Als die Industrielle Revolution Ende des 18. Jahrhunderts in England begann, standen Betriebe im Zuge rasant voranschreitender technologischer Entwicklungen enormen Herausforderungen gegenüber. Um mit den Wettbewerbern konkurrieren zu können, mussten sie die technologischen Innovationen, die eine höhere Produktivität mit sich brachten, in ihre Arbeitsprozesse eingliedern. Die Betriebe, die sich dieser Aufgabe offen und direkt stellten, sollten schon bald zu einigen der größten Unternehmen der Welt zählen. Kommt Ihnen die Situation bekannt vor?
Die Welt befindet sich erneut in einer Phase des Umbruchs, der digitalen Revolution. Im vergangenen Jahr nutzten einer Studie der Initiative D21 und Kantar zufolge 88 Prozent der Deutschen das Internet, 94 Prozent davon tätigen laut Zahlen von Bitkom Onlinekäufe. Wer jetzt meint, dazu zählen lediglich niedrigschwellige Kaufentscheidungen, der irrt. Bereits 43 Prozent haben sich bereits online über Versicherungen informiert und diese ebenfalls online abgeschlossen. Trotzdem ist die Stimmung in der Branche noch sehr verhalten. Während sich ein Teil der Versicherer und Vermittler den neuen Herausforderungen bereits stellt, zweifelt ein anderer Teil derzeit noch daran, dass sich der Versicherungsbetrieb wirklich umfassend digitalisieren wird oder fürchtet eher mögliche negative Auswirkungen. Dabei bringt die Digitalisierung alles mit, um die Branche nachhaltig zum Positiven zu verändern – für Versicherer, für Vermittler und für ihre Kunden.

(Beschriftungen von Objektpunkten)
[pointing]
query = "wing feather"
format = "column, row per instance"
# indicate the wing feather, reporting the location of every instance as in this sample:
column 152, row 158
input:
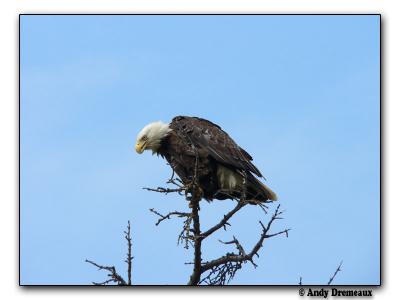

▸ **Auszuführende Aufgabe**: Führe den Text über die Digitalisierung der Versicherungsbranche im Anschluss an seinen letzten Satz fort.

▸ **Schriftliche Antwort**:
Vermittler im Zwiespalt
Die Sorgen der Versicherungsvermittler fokussieren sich vor allem auf eines: Sie sehen die Digitalisierung als Bedrohung für den eigenen Arbeitsplatz. Und eines vorweg: Das könnte unter bestimmten Voraussetzungen durchaus passieren. Aber eben nur, wenn Versicherer und Makler sich nicht in der Tiefe mit den Herausforderungen und vor allem Chancen der technologischen Möglichkeiten befassen, die ihre Arbeit deutlich effizienter machen können. Denn der Vermittler wird nicht obsolet, ganz im Gegenteil: Er kann mit seiner jahrelangen Expertise eine Schlüsselrolle in der digitalen Transformation einnehmen, wenn er sie denn annimmt.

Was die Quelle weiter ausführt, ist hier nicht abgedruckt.